Passage »
begin

An upper electrode CE2 of the storage capacitor Cst may be disposed on the second inorganic insulating layer 105. In an embodiment, the upper electrode CE2 of the storage capacitor Cst may overlap the gate electrode GE of the thin film transistor TFT. In this case, the gate electrode GE and the upper electrode CE2 overlapping with the second inorganic insulating layer 105 therebetween may form the storage capacitor Cst. In other words, the gate electrode GE may function as a lower electrode CE1 of the storage capacitor Cst. The storage capacitor Cst and the thin film transistor TFT may overlap each other. In another embodiment, the storage capacitor Cst and the thin film transistor TFT may not overlap each other.

The third inorganic insulating layer 107 may be disposed on the second inorganic insulating layer 105. The third inorganic insulating layer 107 may cover the upper electrode CE2 of the storage capacitor Cst. The third inorganic insulating layer 107 may include an inorganic insulating material, such as silicon oxide (SiO_x), silicon nitride (SiN_x), silicon oxynitride (SiON), aluminum oxide (Al₂O₃), titanium oxide (TiO₂), tantalum oxide (Ta₂O₅), hafnium oxide (HfO₂), or zinc oxide (ZnO or ZnO₂). The third inorganic insulating layer 107 may include a single layer or multi-layer including the above-described inorganic insulating material.

end

The tasks »
**a)** In the passage on the storage capacitor, why can the gate electrode GE be described as the lower electrode CE1 of the storage capacitor Cst? Answer in one to three sentences.
**b)** Revise the storage capacitor passage from "An upper electrode" up to and including "not overlap each other.", changing "embodiment" to "example".
**c)** Resume the passage on the storage capacitor and inorganic insulating layers, beginning right after its last sentence.

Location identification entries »
begin

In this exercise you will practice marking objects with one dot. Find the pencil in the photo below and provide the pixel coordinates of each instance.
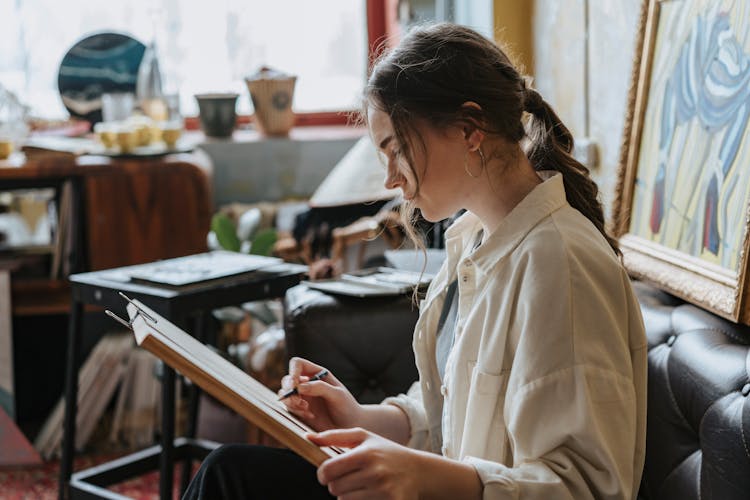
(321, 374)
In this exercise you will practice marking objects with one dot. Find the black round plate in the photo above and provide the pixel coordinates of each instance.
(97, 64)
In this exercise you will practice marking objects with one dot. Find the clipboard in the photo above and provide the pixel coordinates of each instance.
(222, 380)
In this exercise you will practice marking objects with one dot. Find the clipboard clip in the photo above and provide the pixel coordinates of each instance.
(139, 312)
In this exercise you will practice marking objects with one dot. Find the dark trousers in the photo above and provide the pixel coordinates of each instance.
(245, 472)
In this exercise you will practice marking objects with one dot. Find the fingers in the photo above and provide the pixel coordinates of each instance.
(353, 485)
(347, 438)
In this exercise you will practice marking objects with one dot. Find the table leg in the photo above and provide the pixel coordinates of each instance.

end
begin

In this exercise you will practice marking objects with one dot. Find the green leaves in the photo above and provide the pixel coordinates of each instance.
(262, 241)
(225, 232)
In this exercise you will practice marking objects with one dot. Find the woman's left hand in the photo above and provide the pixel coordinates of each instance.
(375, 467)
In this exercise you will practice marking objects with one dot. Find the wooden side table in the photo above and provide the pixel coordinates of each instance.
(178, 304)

end

Outputs »
**a)** When the upper electrode CE2 overlaps the gate electrode GE, the two electrodes and the second inorganic insulating layer 105 between them form the storage capacitor Cst. The gate electrode GE therefore acts as the capacitor's lower electrode CE1.

**b)**
An upper electrode CE2 of the storage capacitor Cst may be disposed on the second inorganic insulating layer 105. In an example, the upper electrode CE2 of the storage capacitor Cst may overlap the gate electrode GE of the thin film transistor TFT. In this case, the gate electrode GE and the upper electrode CE2 overlapping with the second inorganic insulating layer 105 therebetween may form the storage capacitor Cst. In other words, the gate electrode GE may function as a lower electrode CE1 of the storage capacitor Cst. The storage capacitor Cst and the thin film transistor TFT may overlap each other. In another example, the storage capacitor Cst and the thin film transistor TFT may not overlap each other.

**c)**
The source electrode SE and the drain electrode DE may each be disposed on the third inorganic insulating layer 107. The source electrode SE and the drain electrode DE may be electrically connected to the semiconductor layer Act through contact holes formed in the first inorganic insulating layer 103, the second inorganic insulating layer 105, and the third inorganic insulating layer 107. The source electrode SE and the drain electrode DE may each include a material with good conductivity. At least one of the source electrode SE and the drain electrode DE may include a conductive material including molybdenum (Mo), aluminum (Al), copper (Cu), or titanium (Ti). Each of the source electrode SE and the drain electrode DE may be a multi-layer or single layer including the above-described conductive material. In an embodiment, at least one of the source electrode SE and the drain electrode DE may have a multi-layer structure of Ti/Al/Ti.

In an embodiment, the display apparatus 1 may further include a power voltage line 15 on the pixel circuit layer PCL. The power voltage line 15 may be disposed on the third inorganic insulating layer 107. The power voltage line 15 may be located in the peripheral area PA. The power voltage line 15 may be a wire configured to transmit various signals and/or voltages provided to the pixel circuit PC. For example, the power voltage line 15 may be a common power supply voltage line that provides a common power supply voltage to each pixel PX (see FIG. 1).

The display apparatus 1 may further include at least one planarization layer disposed on the pixel circuit layer PCL. In an embodiment, the display apparatus 1 may include a first planarization layer 110 and a second planarization layer 120, both disposed on the pixel circuit layer PCL.

The first planarization layer 110 may be disposed on the pixel circuit layer PCL. The first planarization layer 110 may cover the pixel circuit PC. The first planarization layer 110 may be disposed on the third inorganic insulating layer 107. The first planarization layer 110 may be disposed on the source electrode SE and the drain electrode DE. The first planarization layer 110 may be disposed to cover the thin film transistor TFT. The second planarization layer 120 may cover a connection electrode CM, which is described below, and may be disposed on the first planarization layer 110.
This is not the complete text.